**Description of the task**. An answer that reproduces all the entries exactly is what is needed.

[Records from a dataset]
.....

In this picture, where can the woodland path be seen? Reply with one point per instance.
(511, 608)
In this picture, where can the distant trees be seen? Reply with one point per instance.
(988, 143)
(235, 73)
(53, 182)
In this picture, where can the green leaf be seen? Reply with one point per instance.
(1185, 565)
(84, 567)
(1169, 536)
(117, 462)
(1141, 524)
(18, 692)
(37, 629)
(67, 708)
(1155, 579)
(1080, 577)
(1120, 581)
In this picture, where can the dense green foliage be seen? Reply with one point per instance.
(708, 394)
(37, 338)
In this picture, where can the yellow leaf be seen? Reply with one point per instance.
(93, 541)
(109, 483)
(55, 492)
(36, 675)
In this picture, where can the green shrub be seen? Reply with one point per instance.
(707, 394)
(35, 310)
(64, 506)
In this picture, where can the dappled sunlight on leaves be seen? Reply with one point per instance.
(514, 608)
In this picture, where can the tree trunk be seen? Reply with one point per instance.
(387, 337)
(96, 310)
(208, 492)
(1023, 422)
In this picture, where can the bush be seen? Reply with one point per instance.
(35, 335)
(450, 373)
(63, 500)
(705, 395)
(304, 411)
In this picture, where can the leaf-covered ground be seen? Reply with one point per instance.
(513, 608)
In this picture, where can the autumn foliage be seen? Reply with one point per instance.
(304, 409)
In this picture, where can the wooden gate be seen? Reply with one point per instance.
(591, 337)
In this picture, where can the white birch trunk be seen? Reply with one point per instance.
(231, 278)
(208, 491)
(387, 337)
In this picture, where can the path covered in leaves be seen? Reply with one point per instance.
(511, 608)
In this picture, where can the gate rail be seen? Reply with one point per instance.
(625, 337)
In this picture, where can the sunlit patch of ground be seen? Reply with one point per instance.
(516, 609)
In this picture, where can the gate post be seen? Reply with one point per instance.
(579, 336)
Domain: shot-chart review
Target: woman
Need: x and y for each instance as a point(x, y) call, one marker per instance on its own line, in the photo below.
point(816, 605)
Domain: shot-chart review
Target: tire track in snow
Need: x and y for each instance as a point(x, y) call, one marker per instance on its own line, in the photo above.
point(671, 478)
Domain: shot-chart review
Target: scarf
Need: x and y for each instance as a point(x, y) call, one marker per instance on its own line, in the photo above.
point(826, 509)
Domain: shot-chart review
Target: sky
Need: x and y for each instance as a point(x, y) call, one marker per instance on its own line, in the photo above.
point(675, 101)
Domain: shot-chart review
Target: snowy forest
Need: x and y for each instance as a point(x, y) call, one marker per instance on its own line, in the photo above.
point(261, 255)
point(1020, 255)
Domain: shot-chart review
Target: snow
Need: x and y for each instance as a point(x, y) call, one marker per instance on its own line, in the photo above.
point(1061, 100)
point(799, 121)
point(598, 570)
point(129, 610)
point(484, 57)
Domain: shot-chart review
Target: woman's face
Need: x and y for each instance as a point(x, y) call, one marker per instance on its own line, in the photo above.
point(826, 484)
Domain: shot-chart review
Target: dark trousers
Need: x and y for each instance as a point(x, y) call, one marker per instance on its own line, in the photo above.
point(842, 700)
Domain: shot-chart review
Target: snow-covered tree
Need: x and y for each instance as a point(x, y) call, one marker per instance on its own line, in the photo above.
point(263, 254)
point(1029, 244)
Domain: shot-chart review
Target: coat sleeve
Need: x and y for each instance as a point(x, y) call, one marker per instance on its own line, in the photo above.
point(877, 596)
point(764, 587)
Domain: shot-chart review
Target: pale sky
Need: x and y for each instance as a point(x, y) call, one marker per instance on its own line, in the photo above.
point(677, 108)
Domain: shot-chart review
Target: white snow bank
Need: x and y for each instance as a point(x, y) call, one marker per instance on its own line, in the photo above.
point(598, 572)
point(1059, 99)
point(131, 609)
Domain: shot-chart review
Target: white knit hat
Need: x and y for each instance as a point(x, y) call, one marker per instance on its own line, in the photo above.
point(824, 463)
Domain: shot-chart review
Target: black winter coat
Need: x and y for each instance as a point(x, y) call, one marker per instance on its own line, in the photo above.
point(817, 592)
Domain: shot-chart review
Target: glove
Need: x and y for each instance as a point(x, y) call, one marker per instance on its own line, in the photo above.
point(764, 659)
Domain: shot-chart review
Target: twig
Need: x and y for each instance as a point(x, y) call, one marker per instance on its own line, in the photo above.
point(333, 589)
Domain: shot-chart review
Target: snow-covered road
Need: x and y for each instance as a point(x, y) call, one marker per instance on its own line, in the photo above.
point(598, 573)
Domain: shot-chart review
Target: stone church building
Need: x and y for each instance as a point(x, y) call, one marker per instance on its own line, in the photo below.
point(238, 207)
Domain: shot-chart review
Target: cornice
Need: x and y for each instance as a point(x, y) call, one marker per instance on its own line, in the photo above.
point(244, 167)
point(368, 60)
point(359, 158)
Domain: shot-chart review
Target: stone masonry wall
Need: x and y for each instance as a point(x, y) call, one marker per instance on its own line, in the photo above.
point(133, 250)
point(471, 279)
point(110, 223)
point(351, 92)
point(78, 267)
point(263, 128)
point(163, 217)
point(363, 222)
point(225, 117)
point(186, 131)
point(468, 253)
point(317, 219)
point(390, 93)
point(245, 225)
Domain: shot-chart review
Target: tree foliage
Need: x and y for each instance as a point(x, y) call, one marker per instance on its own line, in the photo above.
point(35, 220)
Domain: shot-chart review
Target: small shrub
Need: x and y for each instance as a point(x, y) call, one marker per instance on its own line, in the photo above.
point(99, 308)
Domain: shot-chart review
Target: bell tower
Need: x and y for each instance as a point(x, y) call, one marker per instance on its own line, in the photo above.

.....

**Reply to the exercise**.
In this picture, where can the woodland path be seen? Reply with one point per instance.
(511, 608)
In this picture, where can the distant trees be seen? Reply with one point per instance.
(988, 143)
(235, 73)
(53, 182)
In this picture, where can the green leaf be seen? Reply with one point per instance.
(1185, 565)
(84, 567)
(1169, 536)
(117, 462)
(1141, 524)
(18, 692)
(37, 629)
(67, 708)
(1155, 579)
(1080, 577)
(1120, 581)
In this picture, where can the dense green foliage be seen? Reply with one point per instance.
(708, 394)
(37, 338)
In this picture, where can the yellow leaf be seen? Reply with one point per instance.
(93, 541)
(109, 483)
(55, 492)
(36, 675)
In this picture, where can the green shrub be seen? Reply with one point per instance.
(707, 394)
(35, 310)
(64, 506)
In this picture, where can the dappled sunlight on leaves be seen? Reply with one point per instance.
(514, 608)
In this picture, where can the tree trunk be seen? Reply with one point per instance.
(387, 337)
(96, 310)
(208, 492)
(1023, 422)
In this picture, where can the bush be seen? Reply with one point per instance.
(35, 335)
(450, 373)
(63, 500)
(705, 395)
(304, 411)
In this picture, where can the leaf-covered ground be seen? Reply with one point per instance.
(513, 608)
In this picture, where can the autumn foliage be seen? Reply with one point per instance.
(304, 409)
In this picture, where can the wooden gate be seen? Reply with one point per instance.
(591, 337)
In this picture, where can the white birch trunk be seen? Reply with one point per instance.
(231, 278)
(208, 491)
(387, 337)
In this picture, where can the path covered in leaves be seen? Reply with one point per instance.
(511, 608)
In this picture, where can the gate rail be seen? Reply with one point per instance.
(625, 337)
In this picture, where can the sunlit patch of ground be seen? Reply with one point per instance.
(516, 609)
In this picture, where can the gate post be seen? Reply with one point per instance.
(579, 336)
Domain: shot-chart review
Target: woman
Need: x and y for each instance as a point(x, y) call, one marker per instance on its own line, in the photo below.
point(816, 605)
Domain: shot-chart review
Target: tire track in snow
Need: x and y for each instance as a point(x, y) call, one marker per instance on its own line, in the photo above.
point(671, 478)
Domain: shot-chart review
Target: scarf
Need: x and y for each instance as a point(x, y) call, one marker per instance on its own line, in the photo above.
point(826, 509)
Domain: shot-chart review
Target: sky
Need: x and y for each instance as a point(x, y) call, one marker per instance on its own line, in the photo above.
point(675, 101)
Domain: shot-chart review
Target: snowy forest
Need: x and y for each instance as a point(x, y) call, one marker per instance on its own line, in the photo above.
point(261, 255)
point(1020, 255)
Domain: shot-chart review
Target: snow
Need: x and y for each instance as a point(x, y) call, one marker per instance on its own line, in the photo above.
point(1061, 100)
point(799, 121)
point(598, 570)
point(129, 610)
point(484, 57)
Domain: shot-chart review
Target: woman's face
Need: x and y for each instance as a point(x, y) call, one marker per instance on its own line, in the photo above.
point(826, 484)
Domain: shot-chart review
Target: dark trousers
Need: x and y for each instance as a point(x, y) call, one marker per instance on its own line, in the photo above.
point(842, 700)
Domain: shot-chart review
Target: snow-covered tree
Need: x and y for each instance as a point(x, y) call, one marker per instance on its own line, in the photo above.
point(263, 254)
point(1029, 244)
Domain: shot-chart review
Target: coat sleeve
Need: x and y for each instance as a point(x, y) call, one marker per instance on its own line, in the photo above.
point(877, 596)
point(764, 587)
Domain: shot-chart review
Target: pale sky
Need: x and y for each instance as a point(x, y) call, one marker per instance on its own line, in the photo above.
point(677, 108)
Domain: shot-chart review
Target: white snow bank
Need: x and y for each instance as a point(x, y) call, one marker per instance on its own line, in the photo above.
point(598, 572)
point(1059, 99)
point(131, 609)
Domain: shot-chart review
Target: white knit hat
Need: x and y for each instance as a point(x, y) call, one marker per instance on its own line, in the photo above.
point(824, 463)
Domain: shot-chart review
Target: black winter coat
Need: x and y for each instance as a point(x, y) call, one marker per instance on its own line, in the photo above.
point(817, 592)
Domain: shot-chart review
Target: glove
Need: x and y for each instance as a point(x, y) call, one marker per instance on its own line, in the photo above.
point(764, 659)
Domain: shot-chart review
Target: twig
Need: x and y for each instance as a point(x, y) call, one marker per instance on its own line, in the photo above.
point(333, 589)
Domain: shot-chart review
Target: snow-covered road
Need: x and y for each instance as a point(x, y) call, one marker per instance on its own line, in the photo above.
point(598, 573)
Domain: shot-chart review
Target: stone church building
Need: x and y for each instance as a point(x, y) call, one marker per instance on its own line, in the photo below.
point(238, 207)
Domain: shot-chart review
Target: cornice
Need: x and y for each instance as a point(x, y) call, one marker per instance on its own line, in the photo above.
point(244, 167)
point(368, 60)
point(359, 158)
Domain: shot-chart review
Target: stone masonry wall
Need: x and y for each instance as a point(x, y) call, one marker per instance on its own line, in the photo above.
point(133, 250)
point(471, 279)
point(110, 223)
point(351, 92)
point(78, 267)
point(263, 128)
point(163, 217)
point(363, 222)
point(225, 117)
point(186, 131)
point(468, 253)
point(317, 219)
point(390, 93)
point(245, 225)
Domain: shot-chart review
Target: tree foliage
Need: x and y for each instance as a point(x, y) call, one marker per instance on its own line, in the photo above.
point(35, 220)
Domain: shot-chart review
Target: small shrub
Need: x and y for each instance as a point(x, y) call, one marker per instance on its own line, in the photo above.
point(99, 308)
Domain: shot-chart review
Target: bell tower
Need: x and y for each instance as a point(x, y) call, one marker per instance on its own line, in the photo above.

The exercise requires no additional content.